### PROBLEM TO WORK ON
Pull out each line of the rows below that contains the word "integer", and copy those lines. Case counts when matching.

### DATA RECORDS
###

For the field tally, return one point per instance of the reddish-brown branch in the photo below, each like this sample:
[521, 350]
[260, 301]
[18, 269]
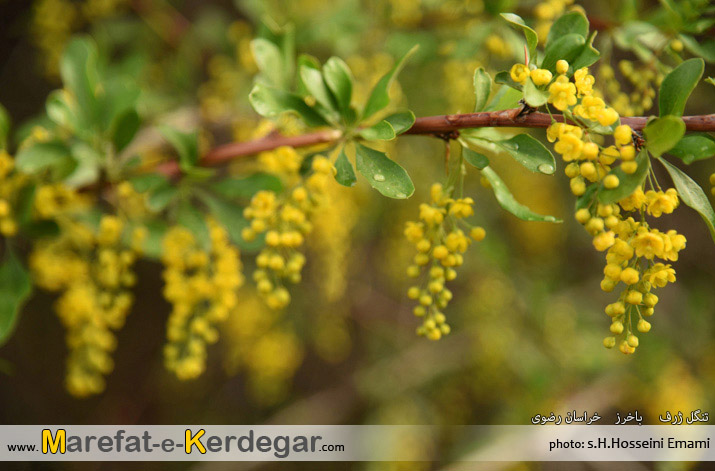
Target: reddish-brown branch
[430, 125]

###

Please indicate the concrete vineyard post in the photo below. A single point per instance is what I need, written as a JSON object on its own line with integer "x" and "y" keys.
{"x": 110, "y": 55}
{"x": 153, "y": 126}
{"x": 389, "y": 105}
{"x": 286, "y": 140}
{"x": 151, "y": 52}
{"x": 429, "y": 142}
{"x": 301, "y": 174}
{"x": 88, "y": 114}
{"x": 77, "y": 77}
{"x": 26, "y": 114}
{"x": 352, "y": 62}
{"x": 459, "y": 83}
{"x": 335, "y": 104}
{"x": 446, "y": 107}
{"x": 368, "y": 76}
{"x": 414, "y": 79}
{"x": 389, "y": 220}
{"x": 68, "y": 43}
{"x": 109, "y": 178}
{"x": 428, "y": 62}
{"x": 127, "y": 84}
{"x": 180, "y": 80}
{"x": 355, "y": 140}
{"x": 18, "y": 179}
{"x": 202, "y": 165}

###

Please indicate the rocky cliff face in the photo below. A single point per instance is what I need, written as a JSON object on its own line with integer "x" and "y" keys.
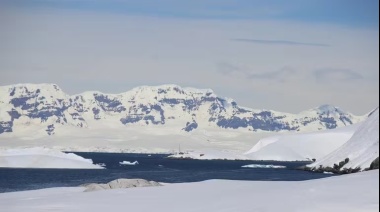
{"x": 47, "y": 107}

###

### FULL SOLUTION
Please indicate the concrete vineyard post in the photo below. A single point per instance is what I need, written as a JSON object on its own line with integer "x" and "y" keys.
Please indicate the rocky cliff face in the photo below. A single point per instance is what I need, written as a JSON object on its own line with integer "x" and "y" keys.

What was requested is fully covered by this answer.